» **Task description**:
With nothing left out, repeat every entry exactly.

» **Data provided**:
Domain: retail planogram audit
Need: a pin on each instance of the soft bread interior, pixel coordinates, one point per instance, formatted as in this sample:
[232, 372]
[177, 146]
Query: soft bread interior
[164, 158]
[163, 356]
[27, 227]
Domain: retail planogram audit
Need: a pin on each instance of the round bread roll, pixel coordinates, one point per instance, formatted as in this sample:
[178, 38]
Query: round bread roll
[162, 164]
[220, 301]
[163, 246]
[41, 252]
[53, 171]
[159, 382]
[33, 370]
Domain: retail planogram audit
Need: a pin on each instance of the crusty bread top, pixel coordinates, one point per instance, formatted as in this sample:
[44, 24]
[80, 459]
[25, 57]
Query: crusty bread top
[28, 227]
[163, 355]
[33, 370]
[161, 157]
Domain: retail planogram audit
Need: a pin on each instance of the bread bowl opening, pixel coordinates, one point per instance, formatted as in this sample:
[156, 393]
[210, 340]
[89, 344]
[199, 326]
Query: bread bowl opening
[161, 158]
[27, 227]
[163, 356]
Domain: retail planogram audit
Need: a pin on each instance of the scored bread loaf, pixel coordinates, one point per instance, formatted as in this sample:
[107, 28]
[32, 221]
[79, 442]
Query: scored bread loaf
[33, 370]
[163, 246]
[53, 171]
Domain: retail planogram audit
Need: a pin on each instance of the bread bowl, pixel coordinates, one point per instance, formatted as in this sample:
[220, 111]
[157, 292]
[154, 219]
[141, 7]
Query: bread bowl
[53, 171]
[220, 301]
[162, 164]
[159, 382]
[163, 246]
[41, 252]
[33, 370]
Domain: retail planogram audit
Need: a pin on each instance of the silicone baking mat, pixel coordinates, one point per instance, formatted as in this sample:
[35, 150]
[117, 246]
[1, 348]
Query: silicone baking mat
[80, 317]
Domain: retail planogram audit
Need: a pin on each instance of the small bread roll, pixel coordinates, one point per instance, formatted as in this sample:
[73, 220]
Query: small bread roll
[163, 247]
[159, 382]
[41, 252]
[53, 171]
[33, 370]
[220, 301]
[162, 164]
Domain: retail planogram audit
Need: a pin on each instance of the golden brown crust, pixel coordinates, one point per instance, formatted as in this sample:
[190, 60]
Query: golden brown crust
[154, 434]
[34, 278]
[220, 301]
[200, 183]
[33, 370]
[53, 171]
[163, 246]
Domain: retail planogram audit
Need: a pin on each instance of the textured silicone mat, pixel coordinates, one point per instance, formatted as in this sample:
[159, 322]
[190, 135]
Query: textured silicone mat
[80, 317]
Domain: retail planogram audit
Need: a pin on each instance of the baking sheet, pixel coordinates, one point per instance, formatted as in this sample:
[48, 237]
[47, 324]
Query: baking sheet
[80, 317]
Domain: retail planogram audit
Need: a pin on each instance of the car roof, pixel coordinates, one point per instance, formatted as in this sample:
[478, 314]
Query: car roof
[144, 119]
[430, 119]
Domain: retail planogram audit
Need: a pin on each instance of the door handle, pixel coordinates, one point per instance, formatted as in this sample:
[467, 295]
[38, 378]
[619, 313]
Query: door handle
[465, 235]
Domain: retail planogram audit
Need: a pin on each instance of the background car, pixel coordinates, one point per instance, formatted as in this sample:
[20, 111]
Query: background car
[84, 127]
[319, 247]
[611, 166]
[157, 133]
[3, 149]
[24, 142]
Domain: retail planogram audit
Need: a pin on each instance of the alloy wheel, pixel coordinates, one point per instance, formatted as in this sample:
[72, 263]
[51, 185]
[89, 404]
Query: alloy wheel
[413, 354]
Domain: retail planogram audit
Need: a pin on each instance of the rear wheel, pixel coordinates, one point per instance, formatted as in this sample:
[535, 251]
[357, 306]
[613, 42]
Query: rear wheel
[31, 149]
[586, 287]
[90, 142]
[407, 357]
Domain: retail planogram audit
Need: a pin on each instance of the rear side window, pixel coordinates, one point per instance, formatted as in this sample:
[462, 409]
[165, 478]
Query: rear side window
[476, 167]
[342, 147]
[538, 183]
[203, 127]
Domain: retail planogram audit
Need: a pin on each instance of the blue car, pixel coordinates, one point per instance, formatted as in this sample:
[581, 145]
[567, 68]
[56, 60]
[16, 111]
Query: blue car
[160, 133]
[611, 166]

» **Completed task**:
Domain: retail planogram audit
Need: a pin on each instance of the soft bread interior, pixel coordinates, one point per instance, formatted as in this sample:
[232, 372]
[177, 146]
Query: soft bread interior
[164, 158]
[163, 356]
[27, 227]
Domain: retail planogram audit
Need: a pin on each instance of the round bread roll, pixel coordinates, one point per instance, formatted as in this sample:
[178, 38]
Query: round bread roll
[162, 164]
[220, 301]
[163, 246]
[41, 252]
[53, 171]
[159, 382]
[33, 370]
Domain: retail planogram audit
Need: a pin on each instance of the crusty bread top, pixel coordinates, one point per instance, formatted as in this sample:
[44, 24]
[80, 459]
[25, 57]
Query: crusty bread top
[28, 227]
[163, 355]
[33, 370]
[161, 157]
Domain: retail planogram audit
Need: a pin on each instance of the bread bowl opening, pixel coordinates, one point per instance, formatted as in this sample:
[156, 393]
[210, 340]
[89, 344]
[199, 326]
Query: bread bowl opening
[161, 158]
[27, 227]
[163, 356]
Domain: retail planogram audit
Need: a pin on each instance of the scored bread loaf, pixel coordinates, one point per instance, formatted as in this sample:
[107, 28]
[32, 221]
[79, 442]
Query: scored bread loaf
[33, 370]
[163, 246]
[53, 171]
Domain: retail planogram audit
Need: a pin on each instance of the bread bowl, pixel coordinates, one point per instance, formatted as in this sample:
[220, 111]
[157, 292]
[154, 219]
[141, 7]
Query: bread bowl
[53, 171]
[220, 301]
[162, 164]
[159, 382]
[163, 246]
[41, 252]
[33, 370]
Domain: retail planogram audit
Need: a pin on each instance of the silicone baking mat, pixel coordinates, one point per instance, formatted as in this sample:
[35, 150]
[117, 246]
[1, 348]
Query: silicone baking mat
[80, 317]
Domain: retail planogram audit
Need: a pin on each instance of the small bread roll, pixel coordinates, one point per instance, formatted as in this sample:
[73, 220]
Query: small bread roll
[163, 247]
[159, 382]
[41, 252]
[53, 171]
[33, 370]
[220, 301]
[162, 164]
Domain: retail planogram audit
Need: a pin on each instance of the golden brown crust, pixel coordinates, one point per instance, formatted as in this sample:
[190, 60]
Query: golden brown crust
[154, 434]
[34, 278]
[220, 301]
[200, 183]
[33, 370]
[53, 171]
[163, 246]
Domain: retail planogram audit
Need: a pin on each instance of the textured silicone mat, pixel coordinates, one point per instance, formatted as in this sample:
[159, 322]
[190, 135]
Query: textured silicone mat
[80, 317]
Domain: retail planogram audit
Need: a pin on each instance of the baking sheet, pixel coordinates, one point per instance, formatted as in this sample:
[48, 237]
[47, 324]
Query: baking sheet
[80, 317]
Domain: retail planogram audit
Need: a pin on each instance of the car roof, pixel coordinates, one point per instance, formatted as in this sample:
[478, 314]
Query: car roof
[144, 119]
[430, 119]
Domain: retail planogram audit
Need: a pin on each instance of the door handle, pixel coordinates, one point per instance, formatted as in this sample:
[467, 295]
[38, 378]
[619, 313]
Query: door handle
[465, 235]
Domain: retail planogram audit
Need: a pin on each instance of the background car, pixel coordinates, one point per instance, formatted as in this sample:
[20, 111]
Query: background car
[84, 127]
[319, 247]
[611, 166]
[157, 133]
[3, 149]
[24, 142]
Domain: retail planogram audit
Need: a pin on each instance of the alloy wheel, pixel coordinates, one point per instance, formatted as in this sample:
[72, 263]
[51, 185]
[89, 404]
Query: alloy wheel
[413, 354]
Domain: retail planogram audit
Need: a pin on each instance of the rear wheel, pixel coordinates, one point per instance, formatted as in this sample:
[535, 251]
[357, 306]
[613, 42]
Query: rear wheel
[31, 149]
[586, 287]
[90, 142]
[407, 357]
Domain: retail planogram audit
Need: a pin on each instance of the rear side window, pixel coordinates, one point per instance, formatted as in this sample:
[462, 409]
[165, 478]
Query: rear side window
[476, 167]
[342, 147]
[538, 183]
[203, 127]
Domain: retail planogram audit
Need: a pin on each instance of the blue car, pixel coordinates, one point per instance, formatted as in this sample:
[581, 145]
[567, 68]
[56, 60]
[16, 111]
Query: blue car
[160, 133]
[611, 166]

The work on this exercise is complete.